Texto fornecido ▸
━━━━━━━━━━━━━━━━

Pesquisa

Estudos exploram "rota das células" para desvendar esclerose múltipla

LOBO BRAGA
DA EDITORIA DE TREINAMENTO

Todos os dias, seis pesquisas acadêmicas sobre esclerose múltipla são publicadas em periódicos científicos. Levantamento feito a pedido da reportagem pelo estatístico Estêvão Gamba, na base de periódicos "Web of Science", revela uma publicação média de 2.040 estudos sobre a doença por ano desde 2010. Nos últimos seis anos, houve aumento de 63% nas publicações anuais.

Os caminhos pesquisados para tentar deter a doença variam, mas parte dos pesquisadores está apostando na tentativa de desvendar as rotas das células de defesa (linfócitos) no organismo.

"Há uma tendência na ciência de buscar compreender o tráfego dessas células", afirmou à Folha o neurocientista Fabian Docagne, do Inserm (Instituto Nacional da Saúde e da Pesquisa Médica), da França. Segundo ele, a clareza sobre o percurso é fundamental para o desenvolvimento de novas drogas.

Docagne lidera um estudo que analisa o acesso de linfócitos à barreira hematoencefálica –"porta" que regula a entrada de moléculas no sistema nervoso central. É essa estrutura que evita as agressões à mielina, camada responsável pela condução dos impulsos nervosos.

A equipe francesa desenvolveu um anticorpo (glunomab) que "fecha" a barreira, impedindo os ataques. O estudo está em fase inicial, com testes em camundongos. Funciona assim: a barreira tem um receptor (NMDA) que, quando ligado a uma proteína específica (tPA), abre a "porta" do sistema nervoso para as células de defesa que o atacam. O anticorpo impede o contato do receptor com a proteína, fechando a "porta".

OUTROS MECANISMOS

A técnica difere, por exemplo, da estratégia de intervir no sistema imune do paciente para reduzir o ataque das células de defesa ao próprio organismo. Esse mecanismo é usado no natalizumabe, princípio ativo do tratamento da doença.

Atualmente aplicada em terapias contra o câncer, a cladribina, outra substância, teve sucesso em testes de esclerose múltipla em humanos por reduzir a quantidade de células imunes no organismo diminuindo, consequentemente, os ataques ao tecido nervoso.

Outra linha de pesquisa para a preservação do sistema nervoso central tem como foco os linfonodos, pequenos órgãos por onde os linfócitos (células de defesa) passam em sua circulação pelo organismo. Drogas em teste travam estas células nos linfonodos, evitando que elas agridam, posteriormente, o cérebro e a medula.

━━━━━━━━━━━━━━━━

Sua tarefa ▸
Liste todas as pessoas citadas pelo nome no texto sobre esclerose múltipla e indique o papel que o texto atribui a cada uma.

Dados fornecidos ▸
━━━━━━━━━━━━━━━━

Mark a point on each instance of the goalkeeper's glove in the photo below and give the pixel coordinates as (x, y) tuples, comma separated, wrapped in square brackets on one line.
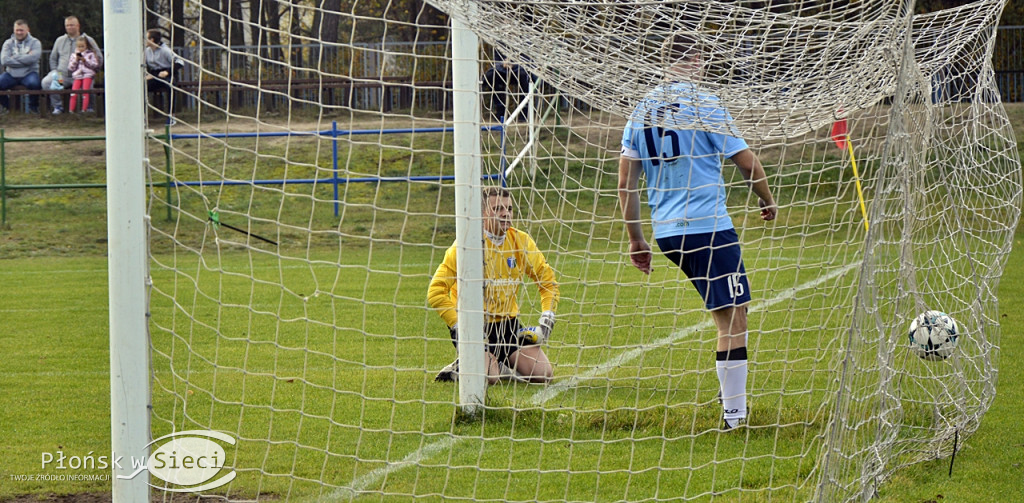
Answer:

━━━━━━━━━━━━━━━━

Resposta abaixo ▸
- Lobo Braga: assina o texto, da Editoria de Treinamento.
- Estêvão Gamba: estatístico que fez, na base "Web of Science", o levantamento sobre as publicações acerca da doença.
- Fabian Docagne: neurocientista do Inserm, na França, que lidera o estudo sobre o acesso de linfócitos à barreira hematoencefálica.